PROBLEM: Render every line of the records below as a JSON list of strings, one string per line, omitting blank lines and leaving out the pictures.

EXERCISE DATA:
## begin

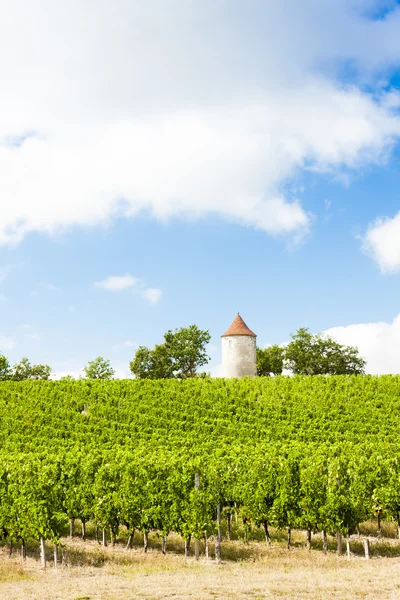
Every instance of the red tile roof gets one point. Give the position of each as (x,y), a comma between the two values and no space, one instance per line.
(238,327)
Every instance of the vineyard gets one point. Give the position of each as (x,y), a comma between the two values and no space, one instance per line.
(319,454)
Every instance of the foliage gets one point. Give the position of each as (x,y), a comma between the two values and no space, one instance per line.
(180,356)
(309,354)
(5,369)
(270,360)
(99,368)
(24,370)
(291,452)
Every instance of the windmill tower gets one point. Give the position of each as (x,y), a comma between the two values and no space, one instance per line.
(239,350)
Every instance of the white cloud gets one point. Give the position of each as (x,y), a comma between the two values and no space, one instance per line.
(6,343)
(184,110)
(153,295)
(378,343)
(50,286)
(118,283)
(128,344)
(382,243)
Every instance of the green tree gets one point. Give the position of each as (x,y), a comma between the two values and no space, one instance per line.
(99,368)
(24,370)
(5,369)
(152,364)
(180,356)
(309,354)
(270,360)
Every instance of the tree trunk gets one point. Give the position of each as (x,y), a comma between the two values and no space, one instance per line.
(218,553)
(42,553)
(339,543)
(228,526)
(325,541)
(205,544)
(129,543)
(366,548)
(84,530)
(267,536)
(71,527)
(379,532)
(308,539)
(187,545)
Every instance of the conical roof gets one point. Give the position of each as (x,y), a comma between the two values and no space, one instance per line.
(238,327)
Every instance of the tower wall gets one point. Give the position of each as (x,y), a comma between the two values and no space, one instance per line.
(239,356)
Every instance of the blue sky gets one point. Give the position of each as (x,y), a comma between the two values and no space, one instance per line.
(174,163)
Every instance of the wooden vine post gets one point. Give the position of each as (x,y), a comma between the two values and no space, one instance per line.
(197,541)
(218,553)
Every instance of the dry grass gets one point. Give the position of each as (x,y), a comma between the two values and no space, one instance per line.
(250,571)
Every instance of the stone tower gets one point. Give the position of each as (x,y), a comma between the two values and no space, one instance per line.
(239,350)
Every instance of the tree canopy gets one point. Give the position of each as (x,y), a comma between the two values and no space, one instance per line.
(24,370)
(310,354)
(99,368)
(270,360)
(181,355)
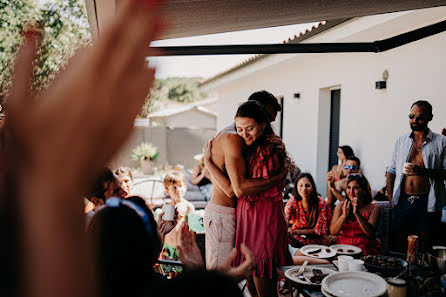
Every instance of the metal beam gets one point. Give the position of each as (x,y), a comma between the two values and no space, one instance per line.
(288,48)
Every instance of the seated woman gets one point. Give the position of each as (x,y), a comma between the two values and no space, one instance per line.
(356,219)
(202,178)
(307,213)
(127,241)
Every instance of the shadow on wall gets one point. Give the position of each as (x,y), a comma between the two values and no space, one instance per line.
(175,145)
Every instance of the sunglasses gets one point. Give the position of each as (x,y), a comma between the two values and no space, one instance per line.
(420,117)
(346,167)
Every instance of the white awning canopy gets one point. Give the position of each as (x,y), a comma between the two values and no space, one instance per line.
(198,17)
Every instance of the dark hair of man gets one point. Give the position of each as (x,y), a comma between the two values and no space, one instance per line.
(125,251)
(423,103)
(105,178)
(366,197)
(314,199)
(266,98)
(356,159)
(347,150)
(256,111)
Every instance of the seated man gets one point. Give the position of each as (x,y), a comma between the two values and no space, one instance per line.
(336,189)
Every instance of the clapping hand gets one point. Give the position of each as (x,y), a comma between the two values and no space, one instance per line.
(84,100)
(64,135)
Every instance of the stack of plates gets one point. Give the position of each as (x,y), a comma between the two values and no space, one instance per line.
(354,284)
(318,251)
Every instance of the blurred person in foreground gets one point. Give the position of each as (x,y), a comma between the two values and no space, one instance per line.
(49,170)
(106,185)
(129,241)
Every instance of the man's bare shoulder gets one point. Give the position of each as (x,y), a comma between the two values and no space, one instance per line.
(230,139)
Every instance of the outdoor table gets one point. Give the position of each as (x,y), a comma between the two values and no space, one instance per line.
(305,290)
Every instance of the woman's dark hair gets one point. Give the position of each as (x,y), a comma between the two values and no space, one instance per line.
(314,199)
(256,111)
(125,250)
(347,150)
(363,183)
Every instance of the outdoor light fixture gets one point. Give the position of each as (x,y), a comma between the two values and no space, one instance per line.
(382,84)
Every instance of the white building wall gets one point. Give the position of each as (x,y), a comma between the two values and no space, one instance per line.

## end

RESPONSE TO THE EXERCISE:
[
  "Every instance of the red tile roof gets one point. Give the position of each as (x,y), a comma between the two values and no space, one instance per line.",
  "(238,327)",
  "Every instance of the vineyard gets one point. Give the position of each as (x,y), a comma between the two values and no space, one instance per line.",
  "(319,454)",
  "Every instance of the foliage gets one point. Give the position of each as (x,y), a comma between the two values and no space, one instance per line.",
  "(180,356)",
  "(309,354)",
  "(5,369)",
  "(270,360)",
  "(99,368)",
  "(24,370)",
  "(291,452)",
  "Every instance of the windmill tower gets one point. Give the position of each as (x,y), a comma between the two values and no space, one instance per line.",
  "(239,350)",
  "Every instance of the white cloud gets one point. Give the position of each as (x,y), a comma between the two values and no space, one instance per line.",
  "(6,343)",
  "(184,110)",
  "(153,295)",
  "(378,343)",
  "(50,286)",
  "(118,283)",
  "(128,344)",
  "(382,243)",
  "Every instance of the green tree gets one point. Give the position of each as (x,y), a comma between the two values and no space, one instance per line.",
  "(99,368)",
  "(24,370)",
  "(5,369)",
  "(152,364)",
  "(180,356)",
  "(309,354)",
  "(270,360)",
  "Every instance of the tree trunk gets one point. Give the position of each as (x,y), a comma between the two values and no space, one instance per line.",
  "(218,553)",
  "(42,553)",
  "(339,543)",
  "(228,526)",
  "(325,541)",
  "(205,544)",
  "(129,543)",
  "(366,548)",
  "(84,530)",
  "(267,536)",
  "(71,527)",
  "(379,532)",
  "(308,539)",
  "(187,545)",
  "Every instance of the conical roof gets one point. Give the position of each as (x,y), a comma between the two values and no space, one instance per line.",
  "(238,327)",
  "Every instance of the tower wall gets one point. Give the position of each as (x,y), a comma between the two values and no space, one instance per line.",
  "(239,356)",
  "Every instance of the blue sky gets one point. Give the position of each as (x,y), a comma between the two values and no space, one instance per line.",
  "(174,163)",
  "Every instance of the wooden vine post gets one point. Give the position of each as (x,y), a comma between the two values and no space, one instance per line.",
  "(197,541)",
  "(218,553)",
  "Every instance of the dry grass gets one point. Give the position of each as (x,y), a comma between the two values and no space, one instance per line.",
  "(250,571)",
  "Every instance of the stone tower gets one point. Give the position of each as (x,y), a comma between the two values and no space, one instance per line.",
  "(239,350)",
  "Every instance of the tree canopy gets one point. Give the position of each as (x,y), a comma between the two values and no space, one instance per line.",
  "(24,370)",
  "(310,354)",
  "(99,368)",
  "(270,360)",
  "(181,355)",
  "Every instance of the metal beam gets one point. Give the position of each as (x,y), a comma between the two values and no space, one instance per line.",
  "(288,48)",
  "Every instance of the seated woman gets one point. Give the position of each as (x,y), a comma between the two values and no space, one instance per line.",
  "(356,219)",
  "(202,178)",
  "(307,213)",
  "(127,241)",
  "Every instance of the shadow on wall gets one point. Give the position of each as (x,y), a comma between the two values and no space, one instance per line.",
  "(175,145)",
  "Every instance of the sunglasses gets one point. Give the position of each as (x,y), a comma between the two values and no space, one instance per line.",
  "(420,117)",
  "(346,167)",
  "Every instance of the white awning canopy gets one point. Give the position of each as (x,y), a comma between the two values and no space, one instance per line.",
  "(198,17)",
  "Every instance of the dark hair of man gets one point. Give the position of each as (x,y), a comma between the two values and no space, one instance per line.",
  "(125,251)",
  "(423,103)",
  "(105,178)",
  "(366,197)",
  "(314,199)",
  "(266,98)",
  "(356,159)",
  "(347,150)",
  "(256,111)",
  "Every instance of the seated man gets one point. Give the position of each as (x,y), a comma between the two values and no space, one instance per line.",
  "(336,189)",
  "Every instance of the clapping hand gets one point. Give the position of each as (x,y), a comma between the two values and no space, one instance per line.",
  "(84,100)",
  "(64,135)",
  "Every instance of the stack of plates gets one point. Give the position of each as (x,y), a comma between the two values and no space, one instance per line.",
  "(354,284)",
  "(318,251)",
  "Every instance of the blurred person in foreground gets one point. Give the position of each as (x,y), a comma between the two values and no space, one instance per line.",
  "(49,170)",
  "(106,185)",
  "(129,241)",
  "Every instance of the man's bare shoulder gets one point. Give the position of each as (x,y), a comma between the two values and no space, one instance per line.",
  "(230,139)",
  "Every instance of the outdoor table gets one point. Give the position of each as (x,y), a comma between the two values and no space, one instance per line.",
  "(305,290)",
  "Every instance of the woman's dark hair gets one point. Give the position of each as (x,y), a comma between the two values and no space, one instance per line.",
  "(314,199)",
  "(256,111)",
  "(125,250)",
  "(347,150)",
  "(363,183)",
  "Every instance of the outdoor light fixture gets one point. Give the position of each as (x,y), a comma between the two values and no space, one instance per line.",
  "(382,84)",
  "Every instance of the white building wall gets one point. Give the position of each as (x,y), a comma between the two values and no space, one instance per line."
]